Given records:
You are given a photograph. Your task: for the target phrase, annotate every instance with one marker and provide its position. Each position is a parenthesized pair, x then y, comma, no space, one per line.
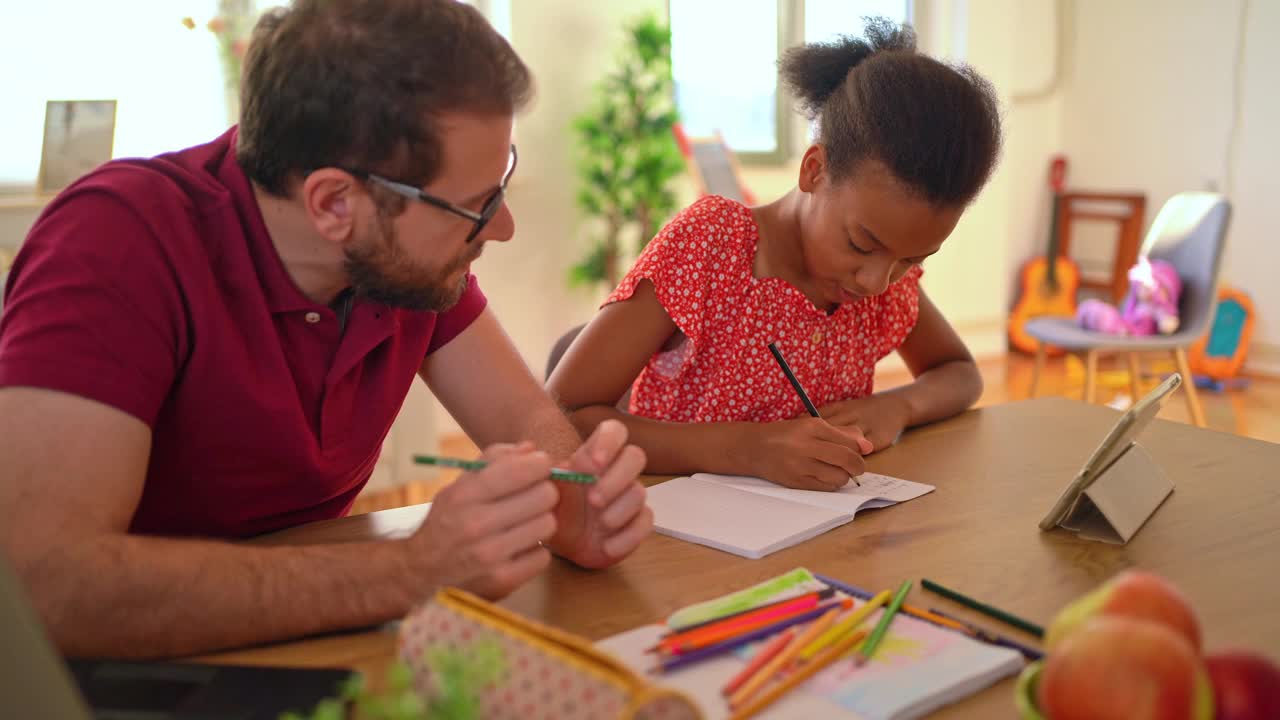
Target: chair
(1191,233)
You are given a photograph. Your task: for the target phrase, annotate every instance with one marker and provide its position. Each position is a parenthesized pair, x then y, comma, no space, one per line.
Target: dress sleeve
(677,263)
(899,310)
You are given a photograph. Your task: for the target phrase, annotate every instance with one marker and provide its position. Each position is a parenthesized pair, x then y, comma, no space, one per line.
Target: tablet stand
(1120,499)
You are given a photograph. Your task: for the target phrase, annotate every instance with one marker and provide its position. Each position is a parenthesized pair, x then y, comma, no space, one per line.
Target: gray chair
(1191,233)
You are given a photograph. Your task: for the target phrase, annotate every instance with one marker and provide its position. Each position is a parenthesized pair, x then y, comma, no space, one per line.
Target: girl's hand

What you should do: Once the pictures are dropped, repeat the data above exactly.

Solution below:
You are given a photograph. Your task: for the target phrase, annotate every instance with one marker and provide its position. Each position is a parenthesized pair, x then y, comma, no space, one per line.
Target: chair
(1191,233)
You are given a photograph. Your task: for the target phrase, annotate every instance with one marker and provide its position. Each position is a parenthesized pair, x then y, comma, no space, one per line.
Target: dress sleeve
(677,263)
(899,310)
You are given a photograph. Your task: for the target phrase, annotate every instance with one marker and provide its position. Each position is a parenthesized pair, x then y, comma, no space, one per line.
Target: tablet stand
(1120,499)
You are given a photograph. Your task: for the target phrase, annotate every instance with one marker and provide its position. Each position is a parenthesized pair, x then y, comma, no space, one per line.
Target: gray chair
(1191,233)
You are given a photograph. Your task: for the target phrase, annotate every instance with one marker and provide its position. Each position is a parenthesized pair, x then y, comma, no space, one per line.
Target: girl's hand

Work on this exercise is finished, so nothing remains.